* [Source material]
——
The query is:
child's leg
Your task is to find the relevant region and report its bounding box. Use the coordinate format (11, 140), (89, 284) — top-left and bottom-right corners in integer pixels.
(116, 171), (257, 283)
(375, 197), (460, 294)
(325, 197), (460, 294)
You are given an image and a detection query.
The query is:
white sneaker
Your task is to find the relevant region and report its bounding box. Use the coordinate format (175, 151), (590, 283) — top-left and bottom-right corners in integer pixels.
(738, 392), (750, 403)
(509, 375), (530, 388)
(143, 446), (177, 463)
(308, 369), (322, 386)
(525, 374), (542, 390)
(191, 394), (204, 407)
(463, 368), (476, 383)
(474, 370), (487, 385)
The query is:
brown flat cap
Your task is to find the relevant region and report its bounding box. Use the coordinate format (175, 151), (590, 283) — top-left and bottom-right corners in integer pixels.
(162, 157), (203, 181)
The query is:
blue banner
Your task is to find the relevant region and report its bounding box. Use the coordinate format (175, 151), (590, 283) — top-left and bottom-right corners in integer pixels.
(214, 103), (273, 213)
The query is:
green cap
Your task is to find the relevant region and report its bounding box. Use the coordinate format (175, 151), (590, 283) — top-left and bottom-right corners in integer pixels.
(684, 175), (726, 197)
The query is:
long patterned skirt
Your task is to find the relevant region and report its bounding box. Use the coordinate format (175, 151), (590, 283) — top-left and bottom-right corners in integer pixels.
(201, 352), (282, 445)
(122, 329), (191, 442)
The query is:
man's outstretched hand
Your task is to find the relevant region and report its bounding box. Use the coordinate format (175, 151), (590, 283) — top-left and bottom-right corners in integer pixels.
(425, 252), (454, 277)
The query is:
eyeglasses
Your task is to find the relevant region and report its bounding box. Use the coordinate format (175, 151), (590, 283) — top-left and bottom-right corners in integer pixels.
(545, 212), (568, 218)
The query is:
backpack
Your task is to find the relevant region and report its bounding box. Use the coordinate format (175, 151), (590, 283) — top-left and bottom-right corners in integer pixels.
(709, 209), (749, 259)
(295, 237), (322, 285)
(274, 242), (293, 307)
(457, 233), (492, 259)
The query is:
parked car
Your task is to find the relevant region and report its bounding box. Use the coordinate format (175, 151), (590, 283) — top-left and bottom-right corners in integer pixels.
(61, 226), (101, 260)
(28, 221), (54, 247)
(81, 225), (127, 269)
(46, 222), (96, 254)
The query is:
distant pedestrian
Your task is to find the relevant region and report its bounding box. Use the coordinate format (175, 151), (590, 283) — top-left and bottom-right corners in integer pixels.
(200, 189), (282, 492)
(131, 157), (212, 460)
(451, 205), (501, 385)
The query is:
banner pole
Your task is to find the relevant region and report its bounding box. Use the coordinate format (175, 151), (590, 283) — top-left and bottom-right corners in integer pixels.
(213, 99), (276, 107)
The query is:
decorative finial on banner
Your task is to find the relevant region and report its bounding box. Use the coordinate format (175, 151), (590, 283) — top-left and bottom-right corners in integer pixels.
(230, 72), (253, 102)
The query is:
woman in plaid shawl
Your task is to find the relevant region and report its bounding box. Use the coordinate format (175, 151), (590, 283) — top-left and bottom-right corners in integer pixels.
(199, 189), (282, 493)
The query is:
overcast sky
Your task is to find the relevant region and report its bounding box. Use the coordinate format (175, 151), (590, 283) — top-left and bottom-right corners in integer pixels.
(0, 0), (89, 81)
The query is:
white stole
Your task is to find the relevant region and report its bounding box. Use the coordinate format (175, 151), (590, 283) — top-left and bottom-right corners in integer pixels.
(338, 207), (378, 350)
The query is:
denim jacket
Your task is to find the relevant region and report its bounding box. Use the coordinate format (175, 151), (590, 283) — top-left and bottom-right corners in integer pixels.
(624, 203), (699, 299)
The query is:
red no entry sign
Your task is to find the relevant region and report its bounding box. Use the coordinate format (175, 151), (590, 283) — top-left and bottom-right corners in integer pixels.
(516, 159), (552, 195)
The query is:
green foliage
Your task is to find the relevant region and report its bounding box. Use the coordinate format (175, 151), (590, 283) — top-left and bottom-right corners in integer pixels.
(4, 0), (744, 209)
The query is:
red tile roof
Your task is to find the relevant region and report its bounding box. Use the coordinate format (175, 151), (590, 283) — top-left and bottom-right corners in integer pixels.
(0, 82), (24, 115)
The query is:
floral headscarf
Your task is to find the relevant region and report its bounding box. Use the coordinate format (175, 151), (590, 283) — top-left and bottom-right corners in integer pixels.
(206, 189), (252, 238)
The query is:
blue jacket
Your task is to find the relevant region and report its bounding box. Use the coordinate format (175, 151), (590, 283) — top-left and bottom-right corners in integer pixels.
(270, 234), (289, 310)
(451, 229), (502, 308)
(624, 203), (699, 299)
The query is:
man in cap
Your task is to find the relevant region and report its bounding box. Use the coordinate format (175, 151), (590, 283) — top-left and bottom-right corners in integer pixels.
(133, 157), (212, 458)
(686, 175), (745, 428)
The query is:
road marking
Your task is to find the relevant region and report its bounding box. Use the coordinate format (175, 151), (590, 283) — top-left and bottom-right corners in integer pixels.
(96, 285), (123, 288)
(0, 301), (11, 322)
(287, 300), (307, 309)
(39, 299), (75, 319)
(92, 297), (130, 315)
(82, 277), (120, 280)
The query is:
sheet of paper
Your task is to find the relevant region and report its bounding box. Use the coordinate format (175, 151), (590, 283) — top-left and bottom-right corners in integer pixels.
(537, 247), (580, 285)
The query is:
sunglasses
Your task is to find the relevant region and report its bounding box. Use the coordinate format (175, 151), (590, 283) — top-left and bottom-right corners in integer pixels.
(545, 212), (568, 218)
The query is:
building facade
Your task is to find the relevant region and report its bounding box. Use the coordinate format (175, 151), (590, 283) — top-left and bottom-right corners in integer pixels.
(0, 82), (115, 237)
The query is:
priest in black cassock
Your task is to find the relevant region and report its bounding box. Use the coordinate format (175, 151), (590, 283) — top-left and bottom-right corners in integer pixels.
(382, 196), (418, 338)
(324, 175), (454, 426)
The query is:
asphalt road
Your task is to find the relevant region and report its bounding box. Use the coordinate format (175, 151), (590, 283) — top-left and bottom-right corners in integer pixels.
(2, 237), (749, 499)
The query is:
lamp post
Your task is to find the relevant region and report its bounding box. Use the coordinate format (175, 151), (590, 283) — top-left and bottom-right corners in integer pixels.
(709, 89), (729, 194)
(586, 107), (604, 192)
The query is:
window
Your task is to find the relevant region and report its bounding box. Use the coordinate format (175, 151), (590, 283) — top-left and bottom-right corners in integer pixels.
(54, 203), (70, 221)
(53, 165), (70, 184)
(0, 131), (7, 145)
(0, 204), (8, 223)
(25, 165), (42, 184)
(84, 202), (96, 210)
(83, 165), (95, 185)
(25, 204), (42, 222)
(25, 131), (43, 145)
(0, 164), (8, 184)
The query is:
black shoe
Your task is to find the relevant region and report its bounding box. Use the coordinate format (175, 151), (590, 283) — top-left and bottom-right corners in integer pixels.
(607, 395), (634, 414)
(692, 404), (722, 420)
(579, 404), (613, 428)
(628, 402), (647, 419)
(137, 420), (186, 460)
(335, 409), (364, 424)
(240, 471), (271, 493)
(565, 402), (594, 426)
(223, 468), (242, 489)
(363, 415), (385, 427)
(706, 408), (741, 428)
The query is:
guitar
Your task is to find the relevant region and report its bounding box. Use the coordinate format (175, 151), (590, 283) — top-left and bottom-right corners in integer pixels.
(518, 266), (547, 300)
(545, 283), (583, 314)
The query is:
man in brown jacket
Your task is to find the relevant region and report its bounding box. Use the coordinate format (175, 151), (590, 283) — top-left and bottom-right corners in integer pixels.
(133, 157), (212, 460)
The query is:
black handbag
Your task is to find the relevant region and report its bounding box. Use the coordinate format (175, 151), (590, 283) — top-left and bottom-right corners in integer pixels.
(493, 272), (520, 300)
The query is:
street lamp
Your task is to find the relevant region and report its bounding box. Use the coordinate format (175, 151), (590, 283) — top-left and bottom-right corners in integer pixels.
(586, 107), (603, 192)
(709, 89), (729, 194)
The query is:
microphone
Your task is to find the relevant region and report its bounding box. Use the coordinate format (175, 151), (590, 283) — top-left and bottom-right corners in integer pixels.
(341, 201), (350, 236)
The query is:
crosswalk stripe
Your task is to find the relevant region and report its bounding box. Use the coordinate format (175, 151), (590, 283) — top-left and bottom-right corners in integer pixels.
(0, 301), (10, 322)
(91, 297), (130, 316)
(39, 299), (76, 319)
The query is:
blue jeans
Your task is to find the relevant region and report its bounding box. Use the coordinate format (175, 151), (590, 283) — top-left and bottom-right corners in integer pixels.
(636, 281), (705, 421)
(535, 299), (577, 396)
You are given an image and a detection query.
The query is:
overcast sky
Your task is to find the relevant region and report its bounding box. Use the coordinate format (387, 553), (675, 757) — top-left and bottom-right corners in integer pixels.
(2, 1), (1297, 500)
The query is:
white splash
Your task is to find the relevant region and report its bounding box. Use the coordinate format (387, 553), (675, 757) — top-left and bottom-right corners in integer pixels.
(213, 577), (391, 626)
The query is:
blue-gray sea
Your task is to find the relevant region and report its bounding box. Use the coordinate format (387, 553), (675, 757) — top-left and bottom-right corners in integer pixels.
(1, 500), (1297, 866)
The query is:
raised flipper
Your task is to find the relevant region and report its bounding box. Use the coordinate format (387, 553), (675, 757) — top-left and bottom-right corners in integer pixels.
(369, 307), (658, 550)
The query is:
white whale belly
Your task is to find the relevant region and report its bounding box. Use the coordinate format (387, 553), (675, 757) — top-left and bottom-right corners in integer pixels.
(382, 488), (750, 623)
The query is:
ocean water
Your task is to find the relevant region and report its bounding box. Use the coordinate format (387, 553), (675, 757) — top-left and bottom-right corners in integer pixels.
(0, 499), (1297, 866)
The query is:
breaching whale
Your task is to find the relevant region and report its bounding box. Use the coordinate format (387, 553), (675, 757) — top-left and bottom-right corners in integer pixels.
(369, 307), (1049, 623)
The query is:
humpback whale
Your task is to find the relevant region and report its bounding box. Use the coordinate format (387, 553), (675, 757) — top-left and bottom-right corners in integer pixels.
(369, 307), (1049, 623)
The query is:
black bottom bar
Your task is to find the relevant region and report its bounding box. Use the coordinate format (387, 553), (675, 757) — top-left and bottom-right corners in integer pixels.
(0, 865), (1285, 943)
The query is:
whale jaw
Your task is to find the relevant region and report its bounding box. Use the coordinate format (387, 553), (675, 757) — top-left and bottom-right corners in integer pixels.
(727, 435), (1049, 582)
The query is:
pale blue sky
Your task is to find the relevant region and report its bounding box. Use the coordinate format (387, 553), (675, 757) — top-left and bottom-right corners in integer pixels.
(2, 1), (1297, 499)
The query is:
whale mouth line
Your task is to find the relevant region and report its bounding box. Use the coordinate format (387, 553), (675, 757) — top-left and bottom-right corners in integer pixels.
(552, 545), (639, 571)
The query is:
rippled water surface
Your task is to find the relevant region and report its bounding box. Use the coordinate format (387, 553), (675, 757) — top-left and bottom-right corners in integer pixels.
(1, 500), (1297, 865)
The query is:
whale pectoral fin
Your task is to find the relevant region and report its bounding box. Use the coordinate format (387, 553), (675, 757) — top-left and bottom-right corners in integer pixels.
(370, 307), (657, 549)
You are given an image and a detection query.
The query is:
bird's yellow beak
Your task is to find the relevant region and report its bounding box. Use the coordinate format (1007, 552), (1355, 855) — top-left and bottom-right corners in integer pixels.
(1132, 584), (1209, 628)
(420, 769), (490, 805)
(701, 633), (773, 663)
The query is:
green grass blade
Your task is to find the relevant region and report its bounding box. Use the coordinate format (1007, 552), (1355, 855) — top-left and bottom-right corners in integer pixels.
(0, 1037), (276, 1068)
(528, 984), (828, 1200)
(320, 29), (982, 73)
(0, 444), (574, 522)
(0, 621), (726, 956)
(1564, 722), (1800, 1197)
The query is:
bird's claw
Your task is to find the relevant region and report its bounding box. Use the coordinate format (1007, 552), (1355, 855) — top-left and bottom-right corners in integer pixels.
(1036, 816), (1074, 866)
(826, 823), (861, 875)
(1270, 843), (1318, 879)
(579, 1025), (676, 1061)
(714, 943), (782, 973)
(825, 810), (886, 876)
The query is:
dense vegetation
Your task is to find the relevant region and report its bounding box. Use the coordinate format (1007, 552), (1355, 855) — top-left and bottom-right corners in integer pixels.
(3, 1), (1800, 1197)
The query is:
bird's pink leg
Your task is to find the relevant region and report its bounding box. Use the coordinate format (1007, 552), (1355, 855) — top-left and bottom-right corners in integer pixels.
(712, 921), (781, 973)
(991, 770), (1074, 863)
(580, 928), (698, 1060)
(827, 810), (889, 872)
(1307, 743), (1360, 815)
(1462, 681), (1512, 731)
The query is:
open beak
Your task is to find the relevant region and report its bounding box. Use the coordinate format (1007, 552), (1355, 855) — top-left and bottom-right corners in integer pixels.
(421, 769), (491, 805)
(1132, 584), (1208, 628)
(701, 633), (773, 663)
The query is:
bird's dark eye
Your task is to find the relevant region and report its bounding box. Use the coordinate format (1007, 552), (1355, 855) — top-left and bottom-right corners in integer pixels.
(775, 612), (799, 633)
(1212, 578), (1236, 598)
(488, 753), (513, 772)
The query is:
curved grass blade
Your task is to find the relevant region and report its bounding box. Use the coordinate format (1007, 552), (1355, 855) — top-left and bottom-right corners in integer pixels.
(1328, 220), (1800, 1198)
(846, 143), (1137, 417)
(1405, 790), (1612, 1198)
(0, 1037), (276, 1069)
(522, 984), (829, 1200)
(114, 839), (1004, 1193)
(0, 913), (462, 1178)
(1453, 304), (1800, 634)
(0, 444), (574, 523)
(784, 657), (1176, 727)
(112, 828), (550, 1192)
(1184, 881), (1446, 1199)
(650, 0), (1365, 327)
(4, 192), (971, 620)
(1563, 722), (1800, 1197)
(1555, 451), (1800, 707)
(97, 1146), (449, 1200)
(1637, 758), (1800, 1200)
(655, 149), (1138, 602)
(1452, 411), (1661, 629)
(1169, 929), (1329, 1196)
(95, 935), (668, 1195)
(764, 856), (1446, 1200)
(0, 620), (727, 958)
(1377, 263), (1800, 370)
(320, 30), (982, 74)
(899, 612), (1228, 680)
——
* [Required action]
The answer is the lines above between the line holding "green grass blade" and the line holding "curved grass blade", inclusive, each written out exactly, and no others.

* [Result of this task]
green grass blade
Your task is to find the relevant region and report its bounding box. Use the coordinate format (1007, 552), (1355, 855) — top-left and bottom-right corners in integer pixels.
(0, 1037), (276, 1068)
(528, 984), (828, 1200)
(320, 29), (982, 73)
(0, 444), (574, 522)
(0, 621), (726, 956)
(1564, 722), (1800, 1197)
The query is:
bird's claw
Your task is to find the relevant region and report its bounding box. Use the coordinate format (1007, 552), (1355, 855) — top-left and bottom-right corners in integer pixels.
(1036, 816), (1074, 866)
(826, 823), (861, 875)
(1270, 843), (1318, 879)
(579, 1025), (676, 1061)
(714, 943), (782, 973)
(825, 810), (886, 876)
The query is:
dense vegetation
Your task is to find the relevant region and report its bounding box. Use the coordinate format (1007, 552), (1355, 855) — top-left and bottom-right corners in integer pixels.
(3, 1), (1800, 1197)
The query is:
bird's pink leg
Your task is to find the relevant region and report its bounding box. Use the coordinate format (1007, 552), (1355, 855) — top-left and bottom-right corners in integer pixels.
(712, 921), (781, 973)
(991, 770), (1074, 863)
(580, 928), (698, 1060)
(827, 810), (889, 872)
(1307, 743), (1360, 815)
(1462, 681), (1512, 731)
The query is:
open beak
Your task is to find the relevant region and report its bounding box. Use the coordinate format (1007, 552), (1355, 855) — top-left and bottom-right corners in integer pixels.
(421, 769), (491, 805)
(1132, 584), (1208, 628)
(701, 633), (773, 663)
The query is:
bird's dark eye
Your task is to find the relevant region and report its bounding box. Use the coordinate format (1007, 552), (1355, 855) — top-left and bottom-right corners in integer pixels.
(775, 612), (799, 633)
(1212, 578), (1236, 598)
(488, 753), (513, 772)
The query is:
curved grass blade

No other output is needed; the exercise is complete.